* **COMPITO 1**
Puoi copiare dal testo sul dashi il passo che si apre con le parole contenenti "La versione del" e si chiude con "alla prima occasione."?

* **TESTO RIPORTATO**
La versione del maestro differisce un po’ da quelle che si possono trovare sui ricettari o in rete, dove solitamente per preparare il niban dashi si utilizza solo l’alga konbu e il katsuobushi dell’ichiban dashi, ottenendo un bordo più leggere, o meglio “di recupero”. Sembra infatti che questa abitudine risalga a quando il katsuobushi era raro e costoso e non lo si voleva, perciò, sprecare. La variante del maestro, però, regala un dashi più saporito che all’assaggio non mi ha per nulla deluso. Ahimè non ho avuto modo di chiedere di questa sua personale preparazione, quindi rimarrà un dubbio da smarcare alla prima occasione.

* **COMPITO 2**
Puoi disporre in una tabella Markdown, con le colonne N. e Riga, le righe dell'elenco qui sotto che vanno da quella contenente "the wet rock" fino alla fine dell'elenco, entrambe comprese, tralasciando le righe vuote?

* **DATI FORNITI**
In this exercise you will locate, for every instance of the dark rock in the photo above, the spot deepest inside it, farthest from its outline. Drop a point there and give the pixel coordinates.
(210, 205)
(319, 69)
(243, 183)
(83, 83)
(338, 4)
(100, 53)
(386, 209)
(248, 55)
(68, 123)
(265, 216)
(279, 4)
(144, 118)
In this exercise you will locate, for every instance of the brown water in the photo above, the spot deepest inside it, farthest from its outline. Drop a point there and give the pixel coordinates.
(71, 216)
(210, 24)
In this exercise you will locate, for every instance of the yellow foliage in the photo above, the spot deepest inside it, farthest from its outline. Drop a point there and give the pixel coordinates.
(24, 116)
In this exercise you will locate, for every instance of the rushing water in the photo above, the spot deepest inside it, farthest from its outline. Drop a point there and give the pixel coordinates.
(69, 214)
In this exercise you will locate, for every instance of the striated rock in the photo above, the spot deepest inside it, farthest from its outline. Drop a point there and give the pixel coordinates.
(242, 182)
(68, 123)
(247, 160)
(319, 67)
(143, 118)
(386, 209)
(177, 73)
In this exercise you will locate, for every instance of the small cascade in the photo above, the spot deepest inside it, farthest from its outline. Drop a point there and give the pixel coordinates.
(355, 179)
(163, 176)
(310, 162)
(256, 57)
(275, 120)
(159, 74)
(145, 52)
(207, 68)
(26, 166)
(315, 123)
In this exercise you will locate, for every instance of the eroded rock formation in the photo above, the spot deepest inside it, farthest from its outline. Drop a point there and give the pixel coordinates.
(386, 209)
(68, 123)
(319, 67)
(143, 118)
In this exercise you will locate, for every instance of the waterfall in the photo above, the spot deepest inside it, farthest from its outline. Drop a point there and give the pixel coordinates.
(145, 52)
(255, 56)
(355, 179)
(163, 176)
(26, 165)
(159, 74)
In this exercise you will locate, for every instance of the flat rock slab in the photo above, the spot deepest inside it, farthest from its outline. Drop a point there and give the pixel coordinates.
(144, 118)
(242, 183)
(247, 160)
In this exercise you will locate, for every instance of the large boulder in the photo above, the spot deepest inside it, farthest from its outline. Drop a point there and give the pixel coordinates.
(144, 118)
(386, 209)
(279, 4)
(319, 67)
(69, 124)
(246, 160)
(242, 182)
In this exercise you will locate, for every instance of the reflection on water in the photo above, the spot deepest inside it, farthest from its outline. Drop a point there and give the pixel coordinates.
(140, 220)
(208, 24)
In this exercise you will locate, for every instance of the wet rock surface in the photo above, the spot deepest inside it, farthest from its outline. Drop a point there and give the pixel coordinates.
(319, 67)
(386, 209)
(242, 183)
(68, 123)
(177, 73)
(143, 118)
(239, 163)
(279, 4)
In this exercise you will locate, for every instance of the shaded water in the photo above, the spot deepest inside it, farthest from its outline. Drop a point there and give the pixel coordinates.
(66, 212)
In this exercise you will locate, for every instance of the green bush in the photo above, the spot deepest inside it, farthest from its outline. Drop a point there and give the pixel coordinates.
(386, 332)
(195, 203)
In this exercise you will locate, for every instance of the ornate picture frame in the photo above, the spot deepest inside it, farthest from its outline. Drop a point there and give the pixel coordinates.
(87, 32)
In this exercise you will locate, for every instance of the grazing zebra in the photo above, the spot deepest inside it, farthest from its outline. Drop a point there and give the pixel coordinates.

* **RISPOSTA COMPLETA 1**
La versione del maestro differisce un po’ da quelle che si possono trovare sui ricettari o in rete, dove solitamente per preparare il niban dashi si utilizza solo l’alga konbu e il katsuobushi dell’ichiban dashi, ottenendo un bordo più leggere, o meglio “di recupero”. Sembra infatti che questa abitudine risalga a quando il katsuobushi era raro e costoso e non lo si voleva, perciò, sprecare. La variante del maestro, però, regala un dashi più saporito che all’assaggio non mi ha per nulla deluso. Ahimè non ho avuto modo di chiedere di questa sua personale preparazione, quindi rimarrà un dubbio da smarcare alla prima occasione.

* **RISPOSTA COMPLETA 2**
| N. | Riga |
|---|---|
| 1 | In this exercise you will locate, for every instance of the wet rock surface in the photo above, the spot deepest inside it, farthest from its outline. Drop a point there and give the pixel coordinates. |
| 2 | (319, 67) |
| 3 | (386, 209) |
| 4 | (242, 183) |
| 5 | (68, 123) |
| 6 | (177, 73) |
| 7 | (143, 118) |
| 8 | (239, 163) |
| 9 | (279, 4) |
| 10 | In this exercise you will locate, for every instance of the shaded water in the photo above, the spot deepest inside it, farthest from its outline. Drop a point there and give the pixel coordinates. |
| 11 | (66, 212) |
| 12 | In this exercise you will locate, for every instance of the green bush in the photo above, the spot deepest inside it, farthest from its outline. Drop a point there and give the pixel coordinates. |
| 13 | (386, 332) |
| 14 | (195, 203) |
| 15 | In this exercise you will locate, for every instance of the ornate picture frame in the photo above, the spot deepest inside it, farthest from its outline. Drop a point there and give the pixel coordinates. |
| 16 | (87, 32) |
| 17 | In this exercise you will locate, for every instance of the grazing zebra in the photo above, the spot deepest inside it, farthest from its outline. Drop a point there and give the pixel coordinates. |